Data of labeled boxes

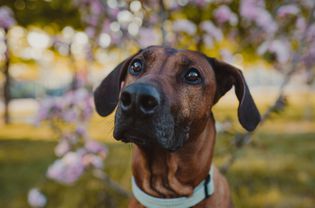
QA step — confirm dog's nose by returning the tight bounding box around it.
[120,83,161,115]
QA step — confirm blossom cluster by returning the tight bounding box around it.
[0,6,16,29]
[28,88,108,207]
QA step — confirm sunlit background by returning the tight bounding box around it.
[0,0,315,208]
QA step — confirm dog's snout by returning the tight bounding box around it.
[120,83,161,115]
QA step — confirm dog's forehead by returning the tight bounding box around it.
[141,46,211,68]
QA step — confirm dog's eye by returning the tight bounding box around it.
[184,68,201,84]
[128,60,142,76]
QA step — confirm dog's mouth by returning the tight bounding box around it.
[115,131,150,146]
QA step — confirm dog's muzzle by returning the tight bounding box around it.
[119,83,161,117]
[114,82,188,151]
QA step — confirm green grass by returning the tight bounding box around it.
[0,133,315,208]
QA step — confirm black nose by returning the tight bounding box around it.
[120,83,161,115]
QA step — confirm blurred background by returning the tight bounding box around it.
[0,0,315,208]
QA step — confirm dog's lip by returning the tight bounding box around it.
[127,135,147,145]
[118,132,148,145]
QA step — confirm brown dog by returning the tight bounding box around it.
[94,46,260,208]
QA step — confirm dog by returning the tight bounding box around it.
[94,46,260,208]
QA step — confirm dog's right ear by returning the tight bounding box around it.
[94,50,141,116]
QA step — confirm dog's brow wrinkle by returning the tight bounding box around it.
[143,50,153,59]
[179,56,192,67]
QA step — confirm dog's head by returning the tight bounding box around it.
[94,46,260,151]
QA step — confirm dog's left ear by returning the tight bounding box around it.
[94,50,141,116]
[207,58,260,131]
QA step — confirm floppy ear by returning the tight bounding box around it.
[208,58,260,131]
[94,51,140,116]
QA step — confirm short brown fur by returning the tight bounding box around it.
[94,46,259,208]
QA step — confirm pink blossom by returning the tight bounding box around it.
[214,5,238,25]
[85,140,107,154]
[82,154,104,169]
[277,4,300,17]
[258,39,291,63]
[139,28,160,47]
[173,19,196,35]
[27,188,47,208]
[202,34,213,48]
[200,21,223,41]
[90,0,104,16]
[0,6,15,29]
[240,0,278,34]
[295,17,306,33]
[306,23,315,41]
[55,140,70,157]
[220,49,234,62]
[85,27,96,38]
[240,0,263,20]
[47,152,84,184]
[192,0,207,7]
[256,10,278,34]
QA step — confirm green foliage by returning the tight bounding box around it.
[0,0,82,31]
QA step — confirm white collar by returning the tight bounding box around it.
[131,166,214,208]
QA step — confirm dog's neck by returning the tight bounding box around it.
[132,118,215,198]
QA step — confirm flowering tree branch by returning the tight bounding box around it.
[220,4,315,173]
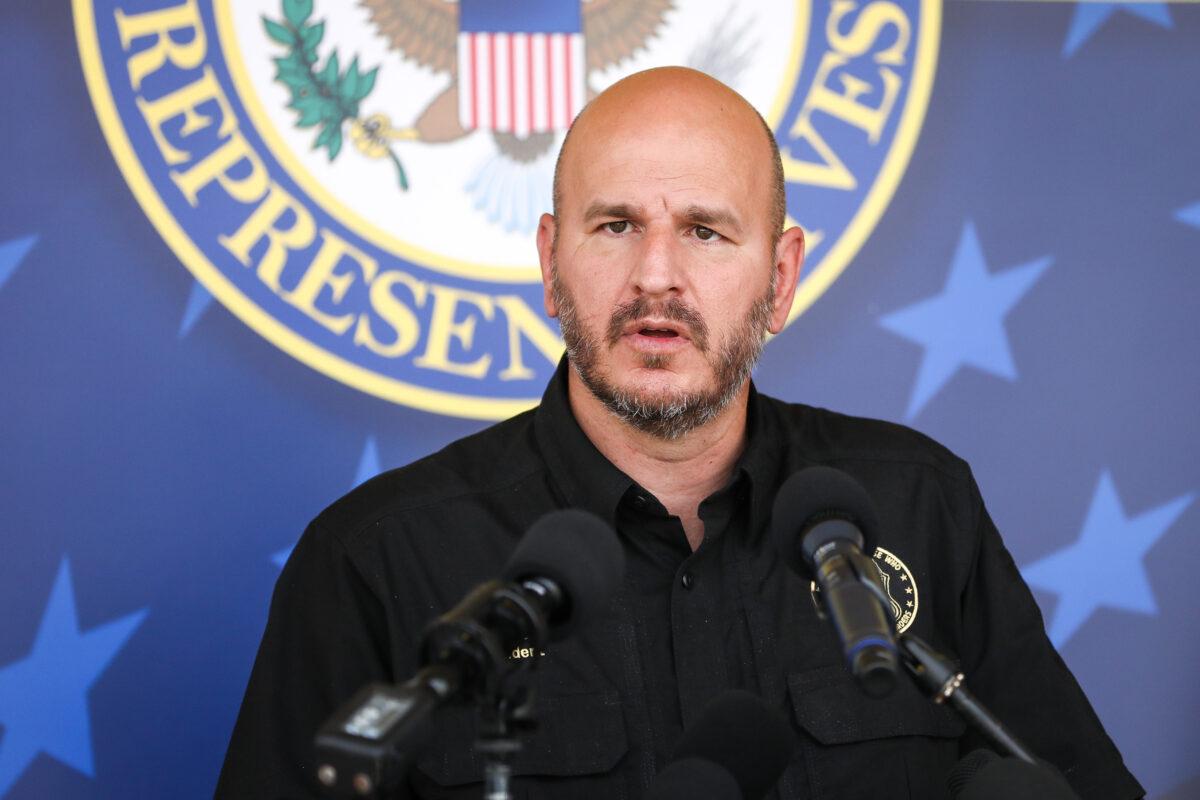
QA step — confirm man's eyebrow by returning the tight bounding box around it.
[683,205,742,234]
[583,200,642,222]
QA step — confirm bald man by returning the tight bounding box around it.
[217,68,1144,800]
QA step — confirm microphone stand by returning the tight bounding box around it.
[859,573,1038,764]
[475,686,536,800]
[896,633,1037,764]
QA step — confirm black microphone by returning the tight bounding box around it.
[420,509,625,693]
[770,467,898,697]
[646,690,797,800]
[946,750,1079,800]
[316,510,625,796]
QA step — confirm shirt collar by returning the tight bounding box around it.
[534,355,785,535]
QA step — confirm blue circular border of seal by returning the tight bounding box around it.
[72,0,941,420]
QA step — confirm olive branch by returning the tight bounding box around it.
[263,0,408,190]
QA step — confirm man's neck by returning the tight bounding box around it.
[568,367,750,551]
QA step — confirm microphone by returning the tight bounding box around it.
[646,690,796,800]
[316,510,625,798]
[770,467,898,697]
[420,509,625,694]
[946,750,1079,800]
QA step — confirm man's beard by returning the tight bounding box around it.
[551,264,775,440]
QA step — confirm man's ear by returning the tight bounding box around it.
[768,225,804,333]
[538,213,558,317]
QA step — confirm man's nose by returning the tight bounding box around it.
[631,229,684,296]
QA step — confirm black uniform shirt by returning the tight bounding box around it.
[217,361,1144,800]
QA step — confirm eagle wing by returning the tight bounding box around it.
[361,0,458,74]
[583,0,674,70]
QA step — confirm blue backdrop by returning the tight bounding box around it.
[0,1,1200,800]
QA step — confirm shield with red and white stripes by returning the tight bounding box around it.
[458,0,587,137]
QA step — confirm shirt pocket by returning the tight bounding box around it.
[412,692,629,800]
[787,664,966,800]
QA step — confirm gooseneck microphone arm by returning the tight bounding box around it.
[772,467,1037,764]
[898,633,1037,764]
[316,510,625,800]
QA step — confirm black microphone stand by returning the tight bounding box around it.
[862,577,1038,764]
[475,687,536,800]
[896,633,1037,764]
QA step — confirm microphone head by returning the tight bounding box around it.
[502,509,625,639]
[665,690,797,800]
[646,758,745,800]
[946,750,1079,800]
[770,467,878,577]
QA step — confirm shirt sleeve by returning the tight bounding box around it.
[961,481,1145,800]
[216,523,405,800]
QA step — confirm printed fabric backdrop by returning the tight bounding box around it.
[0,0,1200,800]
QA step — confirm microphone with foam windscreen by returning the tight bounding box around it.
[316,510,625,798]
[770,467,898,697]
[946,750,1079,800]
[646,690,796,800]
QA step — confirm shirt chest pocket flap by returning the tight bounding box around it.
[788,664,966,800]
[787,664,966,745]
[416,692,629,787]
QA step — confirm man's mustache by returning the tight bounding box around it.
[608,297,708,353]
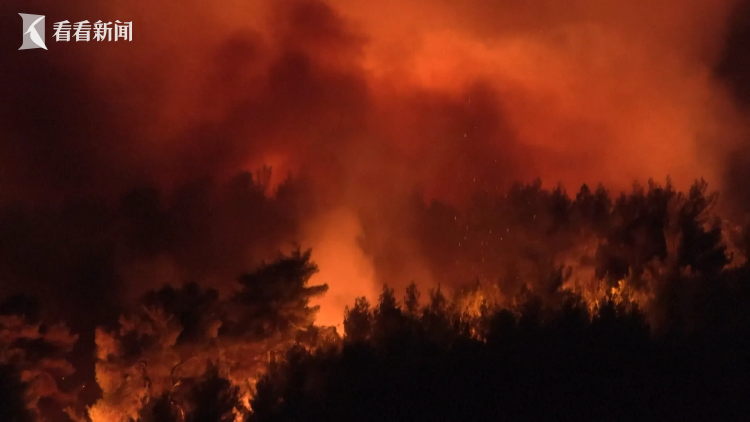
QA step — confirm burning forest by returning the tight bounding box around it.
[0,0,750,422]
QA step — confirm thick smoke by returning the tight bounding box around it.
[0,0,747,332]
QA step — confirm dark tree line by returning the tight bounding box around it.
[0,176,750,422]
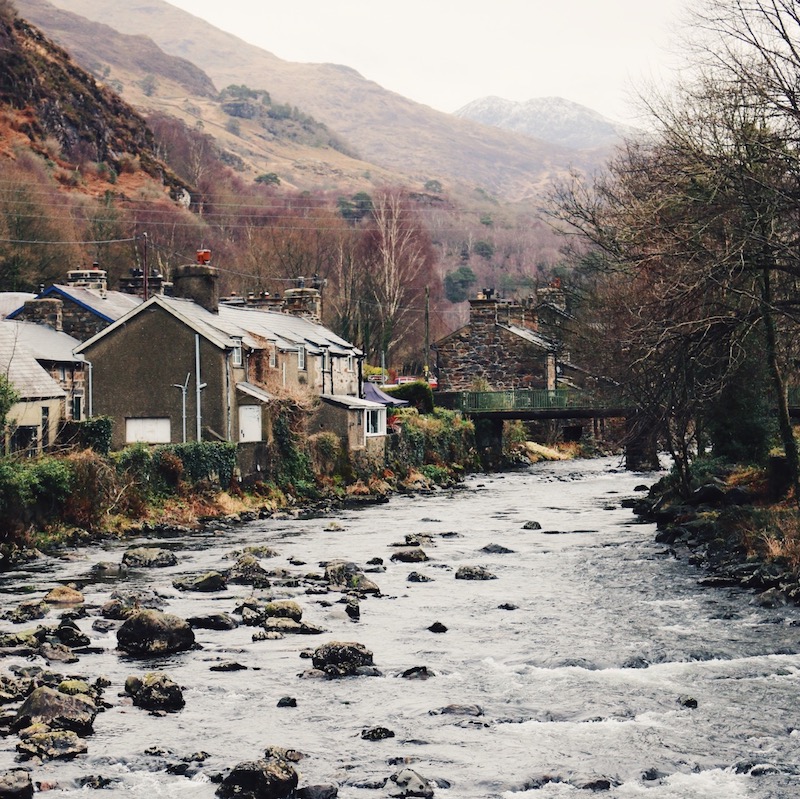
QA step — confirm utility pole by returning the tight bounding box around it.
[422,286,431,380]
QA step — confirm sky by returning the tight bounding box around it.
[162,0,689,123]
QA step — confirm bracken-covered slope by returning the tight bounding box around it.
[0,3,187,197]
[28,0,606,200]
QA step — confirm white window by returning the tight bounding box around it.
[239,405,261,441]
[125,416,171,444]
[231,337,243,366]
[366,408,386,436]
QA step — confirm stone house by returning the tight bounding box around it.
[0,320,87,455]
[77,261,362,460]
[8,268,142,341]
[431,292,559,391]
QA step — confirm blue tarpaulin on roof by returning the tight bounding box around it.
[364,383,408,408]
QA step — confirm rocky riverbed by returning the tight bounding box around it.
[0,460,800,799]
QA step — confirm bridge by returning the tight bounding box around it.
[436,388,631,419]
[435,386,800,470]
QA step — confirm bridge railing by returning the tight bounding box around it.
[454,388,611,413]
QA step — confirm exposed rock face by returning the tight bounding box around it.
[125,672,186,710]
[456,566,497,580]
[228,552,270,588]
[122,547,178,569]
[117,610,194,657]
[11,686,97,735]
[389,768,433,797]
[16,730,89,760]
[217,758,297,799]
[325,560,381,594]
[0,769,33,799]
[311,641,374,677]
[44,585,83,605]
[172,571,228,592]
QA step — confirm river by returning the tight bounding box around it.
[0,459,800,799]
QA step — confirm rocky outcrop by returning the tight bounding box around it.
[11,686,97,735]
[311,641,379,678]
[125,672,186,711]
[217,757,298,799]
[122,547,178,569]
[117,610,194,657]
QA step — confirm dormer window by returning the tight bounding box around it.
[231,336,244,366]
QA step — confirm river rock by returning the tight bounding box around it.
[0,768,33,799]
[172,571,228,593]
[16,730,89,764]
[481,544,514,555]
[361,727,394,741]
[294,785,339,799]
[227,552,270,588]
[55,619,91,649]
[325,560,381,594]
[456,566,497,580]
[217,758,297,799]
[392,547,430,563]
[117,610,194,657]
[387,768,433,799]
[125,671,186,711]
[3,599,50,624]
[44,585,83,605]
[263,599,303,622]
[311,641,374,677]
[186,613,239,630]
[122,547,178,569]
[11,686,97,735]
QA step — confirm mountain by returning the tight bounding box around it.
[0,4,188,199]
[16,0,606,201]
[455,97,639,149]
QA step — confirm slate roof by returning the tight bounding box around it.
[0,319,80,363]
[0,324,66,401]
[0,291,36,319]
[8,284,143,324]
[78,295,361,355]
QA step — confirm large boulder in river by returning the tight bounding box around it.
[122,547,178,569]
[0,768,33,799]
[117,610,194,657]
[11,686,97,735]
[172,571,228,592]
[311,641,376,677]
[217,758,297,799]
[125,671,186,710]
[325,560,381,594]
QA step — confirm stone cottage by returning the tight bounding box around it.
[431,292,559,391]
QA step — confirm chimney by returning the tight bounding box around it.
[172,250,219,313]
[67,262,108,297]
[17,297,64,333]
[283,276,324,324]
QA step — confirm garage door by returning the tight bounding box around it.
[125,416,171,444]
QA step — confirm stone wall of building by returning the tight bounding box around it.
[436,300,555,391]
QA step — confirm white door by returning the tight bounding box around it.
[239,405,261,441]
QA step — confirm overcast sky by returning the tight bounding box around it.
[168,0,687,121]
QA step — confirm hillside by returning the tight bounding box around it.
[0,1,188,198]
[455,97,638,150]
[25,0,604,201]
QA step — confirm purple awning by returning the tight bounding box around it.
[364,382,408,408]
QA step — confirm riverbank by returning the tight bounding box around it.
[0,409,585,571]
[631,463,800,608]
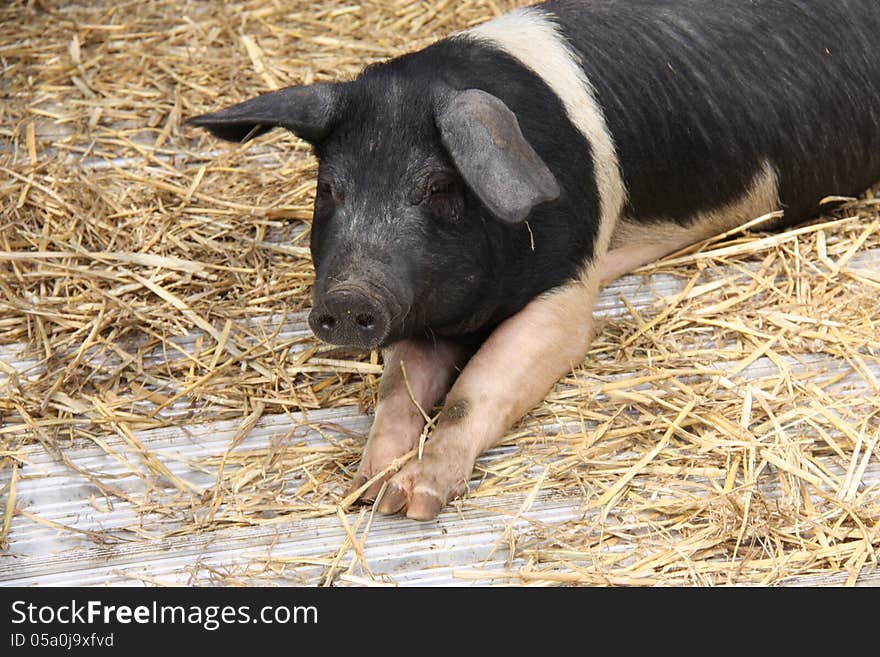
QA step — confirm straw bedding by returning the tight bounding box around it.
[0,0,880,585]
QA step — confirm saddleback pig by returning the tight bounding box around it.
[189,0,880,519]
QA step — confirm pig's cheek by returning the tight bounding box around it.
[378,453,473,520]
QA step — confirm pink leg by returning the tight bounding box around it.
[379,271,599,520]
[348,339,466,500]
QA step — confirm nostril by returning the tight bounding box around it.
[354,313,376,331]
[318,315,336,331]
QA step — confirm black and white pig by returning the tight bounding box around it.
[189,0,880,519]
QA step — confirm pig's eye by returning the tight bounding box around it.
[422,176,462,221]
[315,180,342,203]
[428,180,452,196]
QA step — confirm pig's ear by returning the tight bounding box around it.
[186,83,342,144]
[435,89,559,223]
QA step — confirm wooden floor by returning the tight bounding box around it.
[0,0,880,586]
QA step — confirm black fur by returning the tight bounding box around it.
[312,39,598,340]
[544,0,880,224]
[194,0,880,342]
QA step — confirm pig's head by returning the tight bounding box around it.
[188,59,559,349]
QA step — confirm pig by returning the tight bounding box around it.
[188,0,880,520]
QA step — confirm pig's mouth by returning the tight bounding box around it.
[309,283,403,349]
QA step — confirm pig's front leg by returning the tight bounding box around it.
[348,339,468,500]
[379,275,598,520]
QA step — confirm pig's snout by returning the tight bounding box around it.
[309,284,391,349]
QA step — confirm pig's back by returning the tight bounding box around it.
[539,0,880,223]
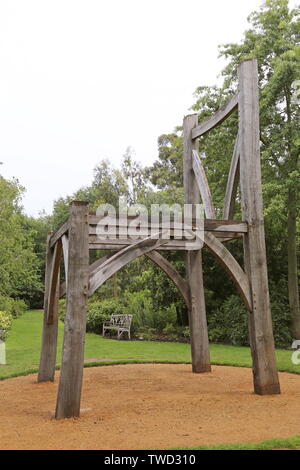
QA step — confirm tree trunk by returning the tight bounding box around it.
[288,189,300,339]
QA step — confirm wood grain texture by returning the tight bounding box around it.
[37,234,58,382]
[49,220,69,248]
[192,150,216,219]
[146,250,191,309]
[223,137,240,219]
[55,201,89,419]
[192,94,239,139]
[238,59,280,395]
[204,232,252,312]
[183,114,211,373]
[89,237,166,295]
[47,239,62,325]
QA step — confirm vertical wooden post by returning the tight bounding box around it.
[55,201,89,419]
[183,114,211,372]
[37,233,59,382]
[239,59,280,395]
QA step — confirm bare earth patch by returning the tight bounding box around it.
[0,364,300,449]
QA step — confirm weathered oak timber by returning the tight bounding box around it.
[146,250,191,309]
[55,201,89,418]
[89,237,166,295]
[238,59,280,395]
[204,232,252,312]
[223,137,240,219]
[49,220,69,248]
[183,114,211,373]
[192,150,216,219]
[192,94,239,139]
[37,234,59,382]
[38,60,280,419]
[47,239,62,324]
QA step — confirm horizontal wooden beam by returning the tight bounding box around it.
[192,93,239,139]
[89,238,169,295]
[89,218,248,236]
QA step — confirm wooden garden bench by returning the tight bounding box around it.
[103,315,132,339]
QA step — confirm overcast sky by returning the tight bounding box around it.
[0,0,296,216]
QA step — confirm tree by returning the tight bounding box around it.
[221,0,300,339]
[0,176,42,303]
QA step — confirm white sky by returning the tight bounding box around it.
[0,0,296,216]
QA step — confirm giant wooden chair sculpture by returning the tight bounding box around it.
[38,59,280,418]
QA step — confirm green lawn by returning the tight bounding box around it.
[0,310,300,450]
[0,310,300,379]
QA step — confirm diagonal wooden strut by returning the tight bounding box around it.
[223,136,240,220]
[89,237,167,295]
[192,150,216,219]
[47,239,62,324]
[204,232,252,312]
[192,93,239,139]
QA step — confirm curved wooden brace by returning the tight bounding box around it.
[223,136,240,220]
[204,232,252,312]
[146,251,191,310]
[89,237,167,295]
[59,254,112,298]
[192,93,239,139]
[192,150,216,219]
[47,239,62,325]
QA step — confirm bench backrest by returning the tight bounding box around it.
[110,315,132,328]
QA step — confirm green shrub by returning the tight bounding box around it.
[86,299,125,333]
[0,295,28,318]
[135,326,156,341]
[208,295,249,346]
[0,311,12,341]
[208,288,292,347]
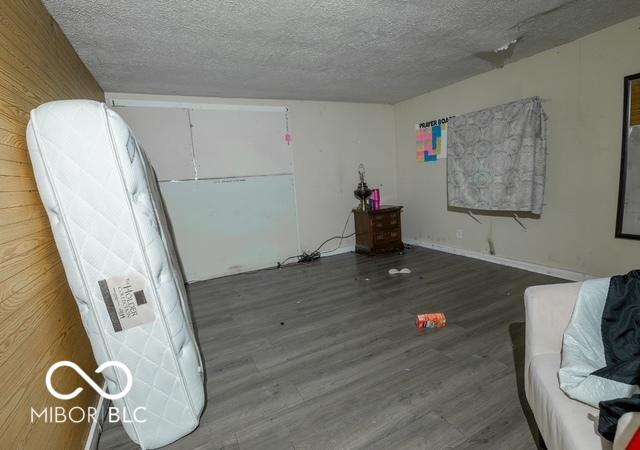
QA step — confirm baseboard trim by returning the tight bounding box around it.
[405,239,595,281]
[84,383,111,450]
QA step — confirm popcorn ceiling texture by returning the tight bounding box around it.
[44,0,640,103]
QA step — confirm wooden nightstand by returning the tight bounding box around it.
[353,205,404,255]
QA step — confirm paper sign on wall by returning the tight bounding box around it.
[416,116,453,163]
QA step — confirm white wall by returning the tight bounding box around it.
[395,17,640,275]
[105,92,397,266]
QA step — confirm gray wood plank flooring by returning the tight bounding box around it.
[99,248,562,450]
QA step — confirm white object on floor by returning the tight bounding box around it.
[27,100,205,448]
[389,267,411,275]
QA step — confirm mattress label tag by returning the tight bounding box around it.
[98,275,155,333]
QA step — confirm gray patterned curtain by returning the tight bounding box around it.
[447,97,547,214]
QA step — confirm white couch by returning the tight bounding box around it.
[524,283,640,450]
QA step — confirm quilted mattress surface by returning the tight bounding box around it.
[27,100,205,448]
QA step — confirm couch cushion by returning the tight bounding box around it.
[527,354,612,450]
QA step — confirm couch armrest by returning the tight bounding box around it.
[524,283,582,377]
[613,412,640,450]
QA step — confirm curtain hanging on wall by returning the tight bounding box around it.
[447,97,547,214]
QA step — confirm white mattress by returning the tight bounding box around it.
[27,100,205,448]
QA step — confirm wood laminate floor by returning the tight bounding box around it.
[99,248,562,450]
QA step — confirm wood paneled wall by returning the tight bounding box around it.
[0,0,103,449]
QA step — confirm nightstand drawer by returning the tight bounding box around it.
[353,205,404,255]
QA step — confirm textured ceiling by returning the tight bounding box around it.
[44,0,640,103]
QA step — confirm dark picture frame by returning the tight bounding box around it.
[615,73,640,240]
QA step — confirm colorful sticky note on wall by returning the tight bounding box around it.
[416,118,448,162]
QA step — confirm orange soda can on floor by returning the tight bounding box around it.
[416,313,447,330]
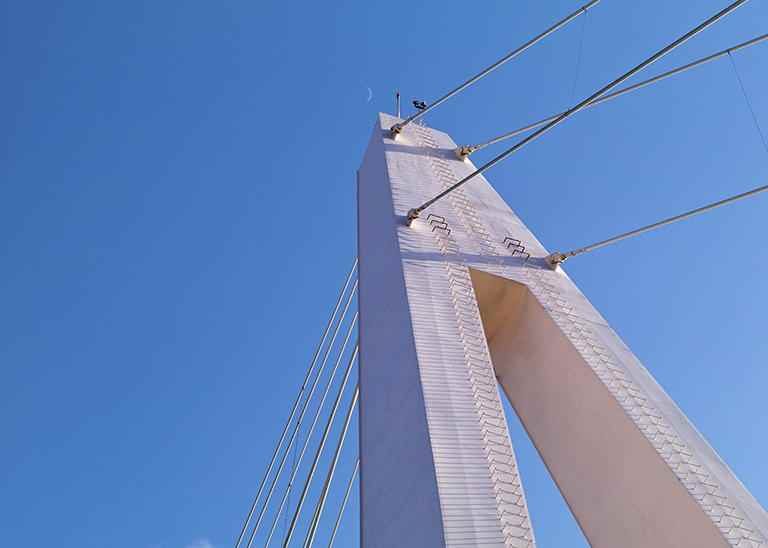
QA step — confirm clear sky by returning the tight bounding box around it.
[0,0,768,548]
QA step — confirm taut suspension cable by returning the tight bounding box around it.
[328,458,360,548]
[456,34,768,160]
[408,0,748,225]
[390,0,600,136]
[260,338,358,546]
[304,384,360,548]
[546,185,768,266]
[235,258,358,548]
[728,52,768,153]
[283,345,359,548]
[247,280,358,548]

● **Task details**
Write the part of the data that starts at the line containing "QA step — confirm dog by" and ends at the line containing "[179,56,192,67]" as a two-column CSV with the headers request and box. Each request gets one row, with its text in one quoted field and its answer in another, and line breaks replaced by spaces.

● **Written answer**
request,box
"QA step — confirm dog by returning the tight bounding box around it.","[94,46,260,208]"
"QA step — confirm dog's right ear by returning the tight bounding box around it.","[94,50,141,116]"
"QA step — confirm dog's brow wrinkle by returning the tight bounding box around it.","[143,50,153,59] [179,56,192,67]"